## WORK REQUIRED
Switch "pin" to "marker" in the records from the line with "[locate] shop awning" to the line with "<point>41,446</point>", and give back only those lines with nothing else changed. Leave the pictures out of your answer.

## RECORD SET
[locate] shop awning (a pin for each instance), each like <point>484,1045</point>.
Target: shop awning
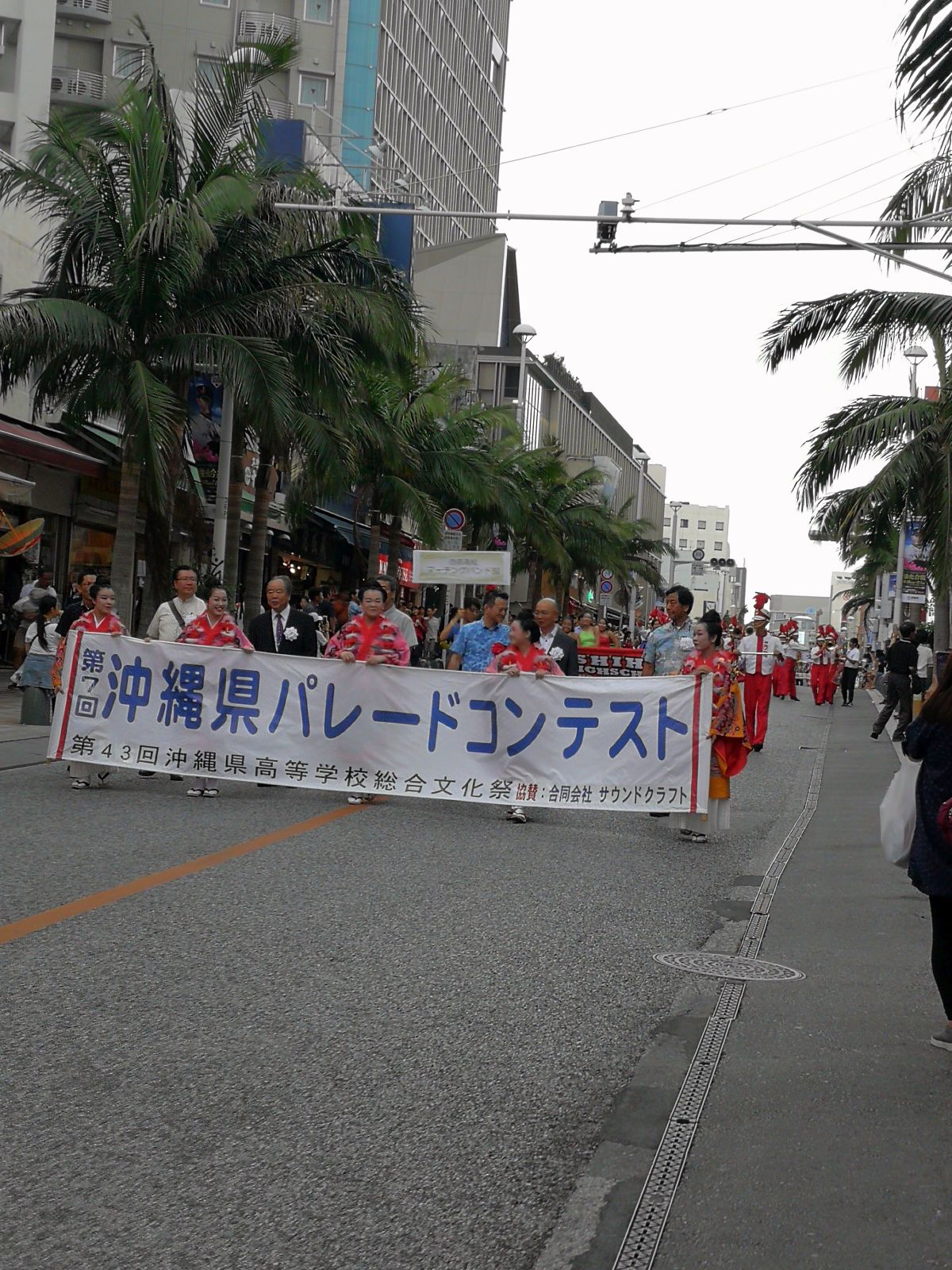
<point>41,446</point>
---
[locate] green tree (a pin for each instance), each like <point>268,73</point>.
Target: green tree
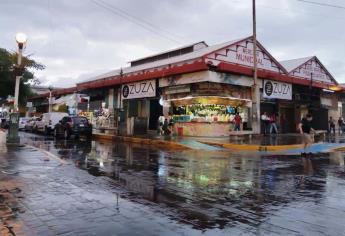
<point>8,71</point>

## THE REPLY
[locate] shop awning (a marker for each instance), each like <point>484,1045</point>.
Target: shop awning
<point>41,446</point>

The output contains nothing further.